**To do:** Each line below should be written out again without any change.
Source material section start
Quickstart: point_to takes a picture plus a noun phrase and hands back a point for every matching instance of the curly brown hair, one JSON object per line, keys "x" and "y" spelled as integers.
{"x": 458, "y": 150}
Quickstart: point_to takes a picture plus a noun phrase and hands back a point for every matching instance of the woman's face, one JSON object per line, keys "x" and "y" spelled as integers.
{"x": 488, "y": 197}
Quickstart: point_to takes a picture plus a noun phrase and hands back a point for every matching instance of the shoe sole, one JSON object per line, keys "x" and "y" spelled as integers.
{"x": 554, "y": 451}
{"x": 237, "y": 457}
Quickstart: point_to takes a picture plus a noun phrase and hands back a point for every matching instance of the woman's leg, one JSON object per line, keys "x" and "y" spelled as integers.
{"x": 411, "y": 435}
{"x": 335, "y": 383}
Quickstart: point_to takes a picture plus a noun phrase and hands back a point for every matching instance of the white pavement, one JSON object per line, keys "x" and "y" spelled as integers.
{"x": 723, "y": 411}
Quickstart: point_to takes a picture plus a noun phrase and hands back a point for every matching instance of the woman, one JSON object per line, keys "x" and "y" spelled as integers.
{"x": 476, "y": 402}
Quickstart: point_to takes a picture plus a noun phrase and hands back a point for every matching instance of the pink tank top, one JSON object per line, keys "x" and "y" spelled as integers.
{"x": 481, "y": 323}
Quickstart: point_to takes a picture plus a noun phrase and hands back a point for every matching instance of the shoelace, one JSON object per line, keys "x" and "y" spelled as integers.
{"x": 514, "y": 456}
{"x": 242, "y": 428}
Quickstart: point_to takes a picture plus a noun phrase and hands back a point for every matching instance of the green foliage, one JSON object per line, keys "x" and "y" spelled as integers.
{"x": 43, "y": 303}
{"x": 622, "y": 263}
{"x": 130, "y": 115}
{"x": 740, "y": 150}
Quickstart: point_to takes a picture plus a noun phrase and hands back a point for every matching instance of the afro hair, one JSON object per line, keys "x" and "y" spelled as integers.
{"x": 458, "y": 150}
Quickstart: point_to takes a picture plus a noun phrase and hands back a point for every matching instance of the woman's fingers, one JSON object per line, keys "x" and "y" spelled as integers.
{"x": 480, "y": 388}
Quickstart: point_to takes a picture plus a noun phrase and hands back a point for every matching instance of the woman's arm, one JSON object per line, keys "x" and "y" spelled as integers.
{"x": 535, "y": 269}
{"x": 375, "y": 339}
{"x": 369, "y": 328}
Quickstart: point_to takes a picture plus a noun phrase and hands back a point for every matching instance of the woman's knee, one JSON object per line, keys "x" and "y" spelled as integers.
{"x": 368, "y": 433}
Source material section end
**Task answer:**
Quickstart: point_to takes a picture plus a noun phrase and hands back a point for every matching instance of the curly brown hair, one JSON object per line, keys "x" and "y" spelled as integers.
{"x": 458, "y": 150}
Quickstart: point_to takes a picture plus a noun phrase and hands back a point for every matching instance of the woman's face, one JSON object per line, keys "x" and "y" spelled as integers.
{"x": 488, "y": 197}
Quickstart: point_to takes a picture plus a noun phrase and hands back a point for every matching instance of the shoe sole, one JSON object per line, keys "x" and "y" spelled as integers.
{"x": 554, "y": 451}
{"x": 237, "y": 457}
Quickstart: point_to takes a picture plus a noun phrase and hands back a point for every matching instance of the woman's leg, one JSON object per line, keys "x" and "y" spelled as integers.
{"x": 411, "y": 435}
{"x": 335, "y": 383}
Quickstart: point_to takes a picture plus a noun phrase and hands back a point for every matching instance of the white pavement, one JSON object per line, keys "x" and "y" spelled as integers.
{"x": 723, "y": 411}
Quickstart: point_to takes a picture plus a noun phrase and hands back a point for every matching instance of the woman, one JSON object per line, keys "x" and "y" spelled as integers.
{"x": 476, "y": 402}
Quickstart: point_to takes a picture plus a noun phrase and hands back a point for every matching instance of the pink tank top, one JSON object per line, keys "x" and "y" spelled as integers.
{"x": 481, "y": 323}
Quickstart: point_to takes a picture plus a noun phrase and hands back a point for every matching instance of the shoelace, one JSON object per line, keys "x" and "y" spelled as integers.
{"x": 514, "y": 456}
{"x": 242, "y": 428}
Quickstart: point_to takes a picture plus a noun phrase and hands back a point for every matching instance of the green foliage, one JSON object per line, keys "x" and "y" spelled as integers.
{"x": 43, "y": 303}
{"x": 622, "y": 263}
{"x": 130, "y": 115}
{"x": 740, "y": 150}
Quickstart: point_to takes a picture plus a noun phrase and hands back a point for every matching instance of the afro hair, one JSON object per line, keys "x" and "y" spelled as integers.
{"x": 458, "y": 150}
Quickstart: point_to takes a picture plus a noun phrase and hands back a point for every matching instance of the woman's fingers, one JSON object per line, keys "x" and "y" spelled as integers.
{"x": 480, "y": 388}
Quickstart: point_to takes a picture plus a noun phrase and hands back a point for every matching instance of the woman's arm, one JSON object per line, keys "x" and "y" spelled as integers.
{"x": 535, "y": 269}
{"x": 375, "y": 339}
{"x": 369, "y": 328}
Quickstart: point_to takes a picture plus a noun phrase and hands back a point for every matching instance of the woman's knee, one JSON object per line, keys "x" and "y" spelled as integers.
{"x": 368, "y": 433}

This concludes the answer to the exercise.